[STATED GOAL 1]: From the comments on labeling below, list every question the commenters quote as being asked of people in or from Utah.

[SELECTED EXTRACT]:
··········

12 Responses to “Labeling.”

  1. So would you conside yourself a ‘labeler’ or a ‘non-labeler’?
    He he he
    Great post. My contrarian side says that even though many people label to find fault, many other people label to find similarities and common ground. Example, what’s the first thing asked when you go to Utah? “Are you LDS?” This isn’t, IMO, a way to vilify, but an attempt to find common ground. Plus, when they speak all “Mormon-y” they need to know they’re being understood.

    And I am bi. Got a problem with my label? LOL I’m only 47% straight. I should get a t-shirt….

    peace
    ja

  2. I like you, JulieAnn. HA. I need one of those t-shirts. I think the use of labels to justify, either good or bad, is still unfortunate. I would rather people not say, “Oh you’re from Utah. Are you Mormon?” “No.” “Do you ski?” “No.” “Then why do you live in Utah?” Labels. Bleh. :P

  3. Amen. Labeling is a drag. I think one of the reasons I like Obama is because he is of an age where I could have gone to high school with him, and he strikes me as being one of the cool guys who’d drink a little at parties – I had lots of popular boy friends, (though not “boyfriends”. He reminds me of those guys, grown up, smart and nice, but a lot of fun to hang around with.

··········

[TASK INPUT]:
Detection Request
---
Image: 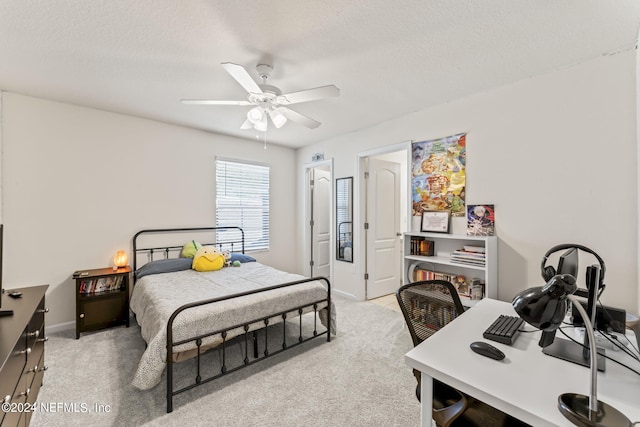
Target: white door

··········

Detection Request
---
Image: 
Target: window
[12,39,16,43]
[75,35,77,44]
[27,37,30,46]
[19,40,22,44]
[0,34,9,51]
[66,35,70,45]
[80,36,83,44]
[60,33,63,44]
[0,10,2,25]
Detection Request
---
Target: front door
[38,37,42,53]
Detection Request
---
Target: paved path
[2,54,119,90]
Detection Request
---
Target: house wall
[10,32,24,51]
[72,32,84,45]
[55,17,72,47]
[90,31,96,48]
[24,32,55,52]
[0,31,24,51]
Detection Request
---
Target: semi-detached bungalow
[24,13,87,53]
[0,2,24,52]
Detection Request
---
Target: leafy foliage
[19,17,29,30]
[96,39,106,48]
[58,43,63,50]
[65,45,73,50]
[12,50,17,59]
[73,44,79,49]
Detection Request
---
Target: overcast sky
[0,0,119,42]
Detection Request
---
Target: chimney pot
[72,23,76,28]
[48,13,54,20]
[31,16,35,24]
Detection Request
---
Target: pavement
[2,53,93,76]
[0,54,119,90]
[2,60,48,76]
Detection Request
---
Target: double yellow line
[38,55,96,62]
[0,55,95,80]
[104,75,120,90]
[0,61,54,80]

··········

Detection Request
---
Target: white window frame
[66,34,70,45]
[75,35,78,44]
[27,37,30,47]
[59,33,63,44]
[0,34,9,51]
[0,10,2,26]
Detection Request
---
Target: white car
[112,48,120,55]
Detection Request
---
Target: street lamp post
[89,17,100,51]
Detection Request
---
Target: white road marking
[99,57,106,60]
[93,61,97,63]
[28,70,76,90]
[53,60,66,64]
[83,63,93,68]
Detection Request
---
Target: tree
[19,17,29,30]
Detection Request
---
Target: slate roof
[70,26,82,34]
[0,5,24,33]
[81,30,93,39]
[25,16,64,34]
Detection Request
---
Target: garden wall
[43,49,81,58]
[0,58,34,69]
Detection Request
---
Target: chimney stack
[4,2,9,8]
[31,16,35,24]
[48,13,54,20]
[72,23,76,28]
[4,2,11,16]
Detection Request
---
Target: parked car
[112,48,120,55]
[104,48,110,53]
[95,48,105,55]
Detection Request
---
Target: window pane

··········

[STATED GOAL 2]: List each line of the listing above that contains the word "window".

[EXERCISE ANSWER 1]:
- Are you LDS?
- Are you Mormon?
- Do you ski?
- Then why do you live in Utah?

[EXERCISE ANSWER 2]:
Target: window
Target: white window frame
Target: window pane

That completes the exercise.